» ACTION ITEM: Quote the stretch of the article on Seattle's gun taxes from "Can we tax our" through "guns and ammunition.", word for word.

Can we tax our way out of gun violence?

Taxes, Money, Rights

Gun control is hard, but taxes are easy.

That appears to be the rationale behind new gun laws recently passed in Seattle, Washington; in August, the city council there unanimously approved legislation consisting of two ordinances, one dealing with mandatory reporting of stolen guns, and the other, more controversial law imposing taxes on the sale of guns and ammunition.

The case for the law

Bolstered by the results of a Council-funded report by Harborview Injury Prevention and Research Center, the legislation text supplied a wealth of alarming statistics in support of gun regulation:

  • In Seattle, guns were involved in 69% of homicides, 17% of robbery incidents and 8% of aggravated assaults.
  • In King County, there were 169 firearm deaths in 2012 of which 47 were homicides, 119 suicides, 2 accidental and 1 undetermined.
  • The total economic costs of firearm deaths and injuries in King County averaged $181 million per year from 2009-2013.

» DATA RECORDS:
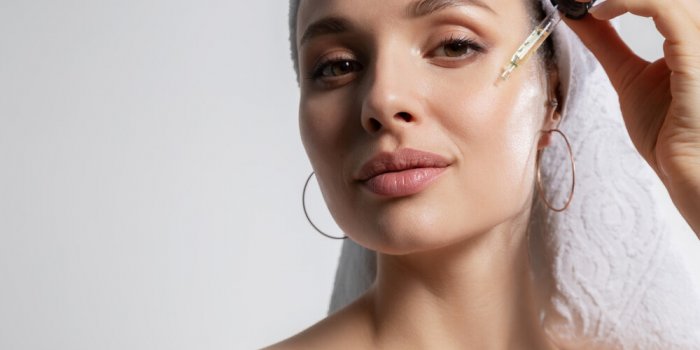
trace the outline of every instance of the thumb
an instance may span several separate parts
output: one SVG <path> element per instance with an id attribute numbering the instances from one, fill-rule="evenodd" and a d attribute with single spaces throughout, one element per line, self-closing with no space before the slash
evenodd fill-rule
<path id="1" fill-rule="evenodd" d="M 625 44 L 609 21 L 590 15 L 579 20 L 566 17 L 563 20 L 598 59 L 618 92 L 646 66 L 647 62 Z"/>

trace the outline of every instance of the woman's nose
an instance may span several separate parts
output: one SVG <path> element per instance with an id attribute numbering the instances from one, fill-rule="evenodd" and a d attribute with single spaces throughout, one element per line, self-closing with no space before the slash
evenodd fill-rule
<path id="1" fill-rule="evenodd" d="M 384 57 L 367 72 L 362 127 L 368 133 L 398 131 L 419 121 L 420 83 L 410 65 L 408 60 Z"/>

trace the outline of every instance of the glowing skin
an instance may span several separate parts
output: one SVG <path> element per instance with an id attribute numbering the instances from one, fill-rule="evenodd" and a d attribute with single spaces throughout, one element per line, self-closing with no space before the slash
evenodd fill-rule
<path id="1" fill-rule="evenodd" d="M 422 17 L 406 14 L 411 2 L 301 3 L 303 144 L 339 226 L 380 254 L 377 281 L 363 298 L 284 345 L 546 349 L 525 229 L 536 151 L 549 142 L 540 131 L 559 118 L 548 107 L 556 78 L 547 81 L 532 59 L 495 84 L 532 29 L 524 2 Z M 301 43 L 327 17 L 352 28 Z M 451 38 L 479 49 L 443 44 Z M 350 63 L 311 79 L 324 59 Z M 372 157 L 407 148 L 449 165 L 410 195 L 378 194 L 356 180 Z"/>

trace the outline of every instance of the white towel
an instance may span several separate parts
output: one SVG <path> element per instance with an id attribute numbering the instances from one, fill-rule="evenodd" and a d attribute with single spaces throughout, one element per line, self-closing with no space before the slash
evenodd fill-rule
<path id="1" fill-rule="evenodd" d="M 654 190 L 658 178 L 632 146 L 599 63 L 564 23 L 553 40 L 566 96 L 560 129 L 574 150 L 576 189 L 565 212 L 536 201 L 532 214 L 543 326 L 563 349 L 700 349 L 700 266 L 689 262 L 700 244 L 688 230 L 671 230 L 660 205 L 668 198 Z M 561 203 L 571 172 L 556 137 L 542 175 Z M 364 293 L 375 274 L 374 252 L 346 240 L 329 314 Z"/>

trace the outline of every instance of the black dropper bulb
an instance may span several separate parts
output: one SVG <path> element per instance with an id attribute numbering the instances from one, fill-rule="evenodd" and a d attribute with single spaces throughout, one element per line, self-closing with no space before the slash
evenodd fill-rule
<path id="1" fill-rule="evenodd" d="M 550 0 L 552 5 L 557 6 L 557 9 L 563 12 L 566 17 L 572 19 L 583 18 L 588 13 L 588 9 L 593 6 L 596 0 L 590 2 L 578 2 L 576 0 Z"/>

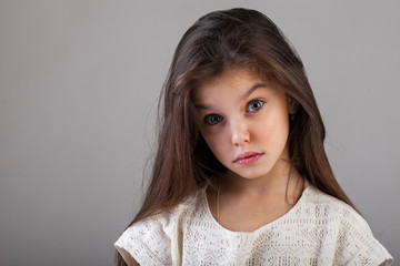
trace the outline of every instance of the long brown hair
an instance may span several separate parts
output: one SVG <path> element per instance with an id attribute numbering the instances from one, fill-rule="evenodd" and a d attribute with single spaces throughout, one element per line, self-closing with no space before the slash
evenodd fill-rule
<path id="1" fill-rule="evenodd" d="M 144 202 L 134 219 L 181 203 L 226 167 L 197 129 L 193 92 L 228 68 L 240 66 L 279 82 L 298 105 L 288 139 L 292 165 L 322 192 L 353 206 L 334 178 L 324 151 L 326 130 L 303 64 L 279 28 L 248 9 L 201 17 L 180 40 L 159 102 L 158 150 Z M 126 265 L 121 256 L 118 265 Z"/>

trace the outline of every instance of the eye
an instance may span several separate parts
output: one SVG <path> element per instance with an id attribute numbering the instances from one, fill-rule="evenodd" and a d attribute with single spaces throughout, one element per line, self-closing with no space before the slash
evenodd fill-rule
<path id="1" fill-rule="evenodd" d="M 209 114 L 209 115 L 206 115 L 206 117 L 204 117 L 204 122 L 208 125 L 214 125 L 214 124 L 220 123 L 221 121 L 223 121 L 223 117 L 218 114 Z"/>
<path id="2" fill-rule="evenodd" d="M 261 101 L 261 100 L 250 101 L 247 105 L 246 111 L 247 112 L 257 112 L 262 108 L 263 104 L 264 104 L 264 101 Z"/>

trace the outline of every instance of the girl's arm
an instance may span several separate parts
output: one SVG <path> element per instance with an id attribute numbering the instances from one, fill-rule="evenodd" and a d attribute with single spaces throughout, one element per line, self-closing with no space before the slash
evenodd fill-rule
<path id="1" fill-rule="evenodd" d="M 123 248 L 119 249 L 119 253 L 123 257 L 123 260 L 128 264 L 128 266 L 140 266 L 137 260 Z"/>

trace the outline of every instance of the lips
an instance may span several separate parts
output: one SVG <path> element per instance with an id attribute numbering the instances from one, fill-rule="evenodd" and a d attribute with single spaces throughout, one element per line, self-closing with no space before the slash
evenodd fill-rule
<path id="1" fill-rule="evenodd" d="M 250 165 L 256 163 L 263 153 L 257 153 L 257 152 L 246 152 L 239 154 L 239 156 L 233 161 L 233 163 L 237 163 L 239 165 Z"/>

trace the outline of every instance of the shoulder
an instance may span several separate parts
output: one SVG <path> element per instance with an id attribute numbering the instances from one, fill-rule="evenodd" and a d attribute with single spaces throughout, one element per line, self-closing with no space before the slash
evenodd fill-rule
<path id="1" fill-rule="evenodd" d="M 128 227 L 114 243 L 122 255 L 130 255 L 140 265 L 151 260 L 154 265 L 174 265 L 179 257 L 180 227 L 194 215 L 201 205 L 203 188 L 188 196 L 170 211 L 139 221 Z M 123 255 L 122 255 L 123 256 Z"/>
<path id="2" fill-rule="evenodd" d="M 324 232 L 321 249 L 329 250 L 332 249 L 329 246 L 334 245 L 336 264 L 389 265 L 392 262 L 366 219 L 351 206 L 311 185 L 307 186 L 302 197 L 299 209 Z"/>

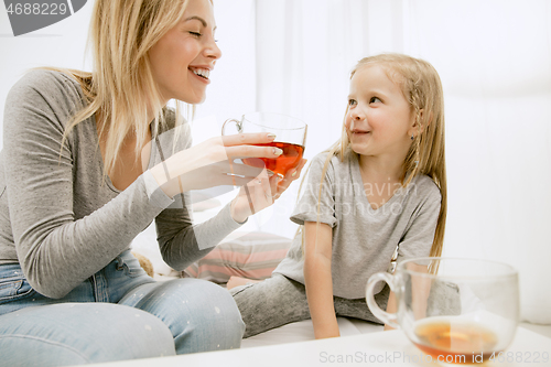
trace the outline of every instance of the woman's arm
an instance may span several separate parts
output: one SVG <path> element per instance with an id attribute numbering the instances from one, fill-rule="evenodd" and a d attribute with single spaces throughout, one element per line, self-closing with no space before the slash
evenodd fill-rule
<path id="1" fill-rule="evenodd" d="M 327 224 L 304 223 L 304 280 L 316 339 L 341 335 L 333 303 L 332 234 Z"/>
<path id="2" fill-rule="evenodd" d="M 163 209 L 162 197 L 151 203 L 142 176 L 97 206 L 109 190 L 93 184 L 101 182 L 94 169 L 98 156 L 84 155 L 94 151 L 84 148 L 90 144 L 90 121 L 77 126 L 62 149 L 65 125 L 82 108 L 78 90 L 61 73 L 29 73 L 10 91 L 3 120 L 13 244 L 31 285 L 51 298 L 64 296 L 104 268 Z M 77 170 L 89 179 L 75 181 Z"/>

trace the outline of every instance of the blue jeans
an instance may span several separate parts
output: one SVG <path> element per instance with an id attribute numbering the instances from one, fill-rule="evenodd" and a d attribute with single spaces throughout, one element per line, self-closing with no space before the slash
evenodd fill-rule
<path id="1" fill-rule="evenodd" d="M 63 299 L 0 266 L 0 366 L 63 366 L 238 348 L 245 324 L 225 289 L 155 282 L 125 251 Z"/>

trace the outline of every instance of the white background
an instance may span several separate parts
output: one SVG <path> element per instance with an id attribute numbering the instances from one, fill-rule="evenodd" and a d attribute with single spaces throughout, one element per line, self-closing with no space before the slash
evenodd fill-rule
<path id="1" fill-rule="evenodd" d="M 25 69 L 89 69 L 91 6 L 19 37 L 0 6 L 0 116 Z M 360 57 L 391 51 L 431 62 L 446 104 L 445 255 L 512 263 L 525 319 L 551 323 L 550 1 L 217 0 L 215 13 L 223 57 L 197 109 L 196 140 L 229 117 L 283 112 L 309 123 L 312 158 L 339 134 Z M 295 191 L 249 228 L 292 236 Z"/>

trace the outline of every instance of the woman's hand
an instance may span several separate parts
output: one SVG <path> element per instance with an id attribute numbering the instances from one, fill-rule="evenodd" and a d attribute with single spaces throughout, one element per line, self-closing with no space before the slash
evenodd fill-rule
<path id="1" fill-rule="evenodd" d="M 244 158 L 278 158 L 282 153 L 278 148 L 252 145 L 269 143 L 273 139 L 273 134 L 266 132 L 217 137 L 179 151 L 168 159 L 163 156 L 162 151 L 169 155 L 171 149 L 153 144 L 149 147 L 149 151 L 158 149 L 162 162 L 153 166 L 151 173 L 170 197 L 191 190 L 219 185 L 242 186 L 261 175 L 262 168 L 235 161 Z M 148 153 L 143 155 L 149 156 Z"/>
<path id="2" fill-rule="evenodd" d="M 303 159 L 295 169 L 289 170 L 283 179 L 279 175 L 269 175 L 266 169 L 246 185 L 241 186 L 237 197 L 230 206 L 234 220 L 244 223 L 250 215 L 272 205 L 289 185 L 301 176 L 301 171 L 306 164 Z M 263 166 L 263 165 L 262 165 Z"/>

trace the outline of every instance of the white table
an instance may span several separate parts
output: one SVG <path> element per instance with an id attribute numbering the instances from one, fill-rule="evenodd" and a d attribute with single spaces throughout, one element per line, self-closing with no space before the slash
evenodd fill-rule
<path id="1" fill-rule="evenodd" d="M 507 353 L 515 360 L 507 361 Z M 547 353 L 548 361 L 542 354 Z M 539 354 L 539 363 L 536 361 Z M 484 367 L 551 366 L 551 338 L 519 327 L 503 361 L 486 363 Z M 510 358 L 509 358 L 510 359 Z M 101 364 L 101 367 L 144 366 L 442 366 L 409 342 L 403 332 L 389 331 L 322 341 L 289 343 L 272 346 L 197 353 L 184 356 L 138 359 Z M 475 364 L 480 365 L 480 364 Z M 447 365 L 446 365 L 447 366 Z M 456 365 L 458 366 L 458 365 Z"/>

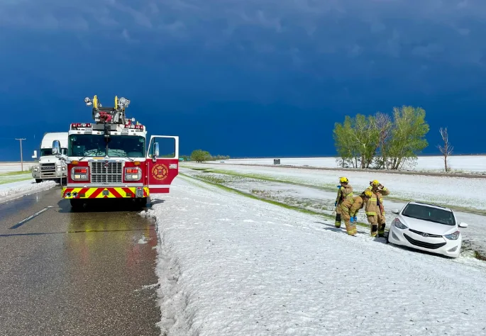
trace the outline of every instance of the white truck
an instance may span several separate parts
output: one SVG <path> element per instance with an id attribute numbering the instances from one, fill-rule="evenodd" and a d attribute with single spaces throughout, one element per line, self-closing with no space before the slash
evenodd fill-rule
<path id="1" fill-rule="evenodd" d="M 53 155 L 53 142 L 60 142 L 61 156 L 67 155 L 67 132 L 51 132 L 45 133 L 40 142 L 40 157 L 38 164 L 32 167 L 32 177 L 37 183 L 52 179 L 62 183 L 66 181 L 67 166 L 66 162 Z M 34 150 L 33 159 L 37 159 L 37 150 Z"/>

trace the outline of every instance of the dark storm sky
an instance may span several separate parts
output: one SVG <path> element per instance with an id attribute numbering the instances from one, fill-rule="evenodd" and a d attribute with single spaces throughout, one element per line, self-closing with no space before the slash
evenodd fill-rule
<path id="1" fill-rule="evenodd" d="M 485 152 L 486 1 L 0 0 L 0 160 L 131 100 L 181 152 L 332 155 L 346 114 L 419 106 Z"/>

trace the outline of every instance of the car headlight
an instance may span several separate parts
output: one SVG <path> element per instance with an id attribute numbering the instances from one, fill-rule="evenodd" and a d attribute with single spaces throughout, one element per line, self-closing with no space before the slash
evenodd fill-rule
<path id="1" fill-rule="evenodd" d="M 398 228 L 399 229 L 404 230 L 404 229 L 408 229 L 409 227 L 407 226 L 405 224 L 402 223 L 399 219 L 395 218 L 393 220 L 393 225 L 395 225 L 396 228 Z"/>
<path id="2" fill-rule="evenodd" d="M 459 238 L 459 235 L 460 235 L 460 232 L 455 231 L 454 233 L 446 235 L 444 237 L 450 240 L 456 240 Z"/>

» WRITTEN RESPONSE:
Can we tax our way out of gun violence?

Taxes, Money, Rights

Gun control is hard, but taxes are easy.

That appears to be the rationale behind new gun laws recently passed in Seattle, Washington; in August, the city council there unanimously approved legislation consisting of two ordinances, one dealing with mandatory reporting of stolen guns, and the other, more controversial law imposing taxes on the sale of guns and ammunition.